_To do:_ Put each line of the material below into a Markdown table with the columns Row and Line, numbering the rows in order and skipping blank lines.

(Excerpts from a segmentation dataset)
^^^^
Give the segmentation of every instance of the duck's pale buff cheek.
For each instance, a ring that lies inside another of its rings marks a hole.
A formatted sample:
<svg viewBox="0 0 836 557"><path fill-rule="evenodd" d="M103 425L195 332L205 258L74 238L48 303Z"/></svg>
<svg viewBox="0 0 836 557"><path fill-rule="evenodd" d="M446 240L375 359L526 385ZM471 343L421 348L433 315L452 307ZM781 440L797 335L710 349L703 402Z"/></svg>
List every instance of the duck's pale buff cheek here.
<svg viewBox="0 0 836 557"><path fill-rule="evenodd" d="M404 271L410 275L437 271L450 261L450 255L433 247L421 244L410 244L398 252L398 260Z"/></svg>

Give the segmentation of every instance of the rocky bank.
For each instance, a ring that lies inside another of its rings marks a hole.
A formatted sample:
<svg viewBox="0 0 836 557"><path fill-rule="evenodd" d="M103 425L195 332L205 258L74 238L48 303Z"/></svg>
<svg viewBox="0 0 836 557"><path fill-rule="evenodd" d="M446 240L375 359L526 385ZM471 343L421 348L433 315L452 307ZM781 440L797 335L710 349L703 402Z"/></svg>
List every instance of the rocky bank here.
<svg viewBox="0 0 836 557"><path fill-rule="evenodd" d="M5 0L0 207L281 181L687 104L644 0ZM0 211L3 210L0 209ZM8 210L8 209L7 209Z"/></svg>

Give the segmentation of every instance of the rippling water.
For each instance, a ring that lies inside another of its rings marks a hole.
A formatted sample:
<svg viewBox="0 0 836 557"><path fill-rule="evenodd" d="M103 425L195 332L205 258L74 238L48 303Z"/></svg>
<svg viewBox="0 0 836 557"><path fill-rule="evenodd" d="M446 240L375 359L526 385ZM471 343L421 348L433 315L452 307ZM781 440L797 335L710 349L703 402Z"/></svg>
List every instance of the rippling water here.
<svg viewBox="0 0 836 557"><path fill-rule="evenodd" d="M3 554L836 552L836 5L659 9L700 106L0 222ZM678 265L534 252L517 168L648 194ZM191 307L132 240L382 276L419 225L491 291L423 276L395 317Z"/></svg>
^^^^
_Exercise result:_
| Row | Line |
|---|---|
| 1 | Give the segmentation of every instance of the duck's pale buff cheek. |
| 2 | For each instance, a ring that lies inside another of its rings marks a hole. |
| 3 | A formatted sample: |
| 4 | <svg viewBox="0 0 836 557"><path fill-rule="evenodd" d="M103 425L195 332L205 258L74 238L48 303Z"/></svg> |
| 5 | <svg viewBox="0 0 836 557"><path fill-rule="evenodd" d="M446 240L375 359L526 385ZM471 343L421 348L433 315L452 307ZM781 440L797 335L710 349L703 402Z"/></svg> |
| 6 | List every instance of the duck's pale buff cheek here. |
| 7 | <svg viewBox="0 0 836 557"><path fill-rule="evenodd" d="M404 271L410 275L437 271L450 261L450 255L433 247L421 244L410 244L398 252L398 260Z"/></svg> |
| 8 | Give the segmentation of every instance of the rocky bank. |
| 9 | For each instance, a ring that lies inside another of its rings marks a hole. |
| 10 | A formatted sample: |
| 11 | <svg viewBox="0 0 836 557"><path fill-rule="evenodd" d="M103 425L195 332L205 258L74 238L48 303Z"/></svg> |
| 12 | <svg viewBox="0 0 836 557"><path fill-rule="evenodd" d="M446 240L375 359L526 385ZM471 343L421 348L433 315L452 307ZM781 440L797 335L710 349L703 402Z"/></svg> |
| 13 | List every instance of the rocky bank here. |
| 14 | <svg viewBox="0 0 836 557"><path fill-rule="evenodd" d="M5 0L0 207L281 181L687 104L644 0ZM0 211L3 210L0 209ZM8 210L8 209L7 209Z"/></svg> |
| 15 | Give the segmentation of every instance of the rippling water. |
| 16 | For each instance, a ring that lies inside another of its rings marks a hole. |
| 17 | A formatted sample: |
| 18 | <svg viewBox="0 0 836 557"><path fill-rule="evenodd" d="M103 425L195 332L205 258L74 238L48 303Z"/></svg> |
| 19 | <svg viewBox="0 0 836 557"><path fill-rule="evenodd" d="M446 240L375 359L526 385ZM471 343L421 348L433 315L452 307ZM781 440L797 335L710 349L703 402Z"/></svg> |
| 20 | List every instance of the rippling water here. |
| 21 | <svg viewBox="0 0 836 557"><path fill-rule="evenodd" d="M3 554L836 552L836 5L659 9L700 106L0 222ZM678 265L534 252L517 168L648 194ZM191 307L132 240L382 276L419 225L491 291L423 276L395 317Z"/></svg> |